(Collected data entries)
****
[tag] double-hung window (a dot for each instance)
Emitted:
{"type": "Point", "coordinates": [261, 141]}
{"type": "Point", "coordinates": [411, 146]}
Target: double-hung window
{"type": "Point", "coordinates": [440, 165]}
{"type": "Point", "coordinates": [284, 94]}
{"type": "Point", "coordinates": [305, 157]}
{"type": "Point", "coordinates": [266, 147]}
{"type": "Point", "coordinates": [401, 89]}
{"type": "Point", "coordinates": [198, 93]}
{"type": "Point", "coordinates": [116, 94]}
****
▶ THE PROBLEM: Reproduce the entries above in full by retyping them exactly.

▶ ANSWER TO THE PROBLEM:
[tag] double-hung window (a dot for each instance)
Emitted:
{"type": "Point", "coordinates": [261, 141]}
{"type": "Point", "coordinates": [411, 146]}
Target: double-hung window
{"type": "Point", "coordinates": [440, 165]}
{"type": "Point", "coordinates": [284, 94]}
{"type": "Point", "coordinates": [305, 157]}
{"type": "Point", "coordinates": [266, 147]}
{"type": "Point", "coordinates": [401, 89]}
{"type": "Point", "coordinates": [198, 93]}
{"type": "Point", "coordinates": [116, 94]}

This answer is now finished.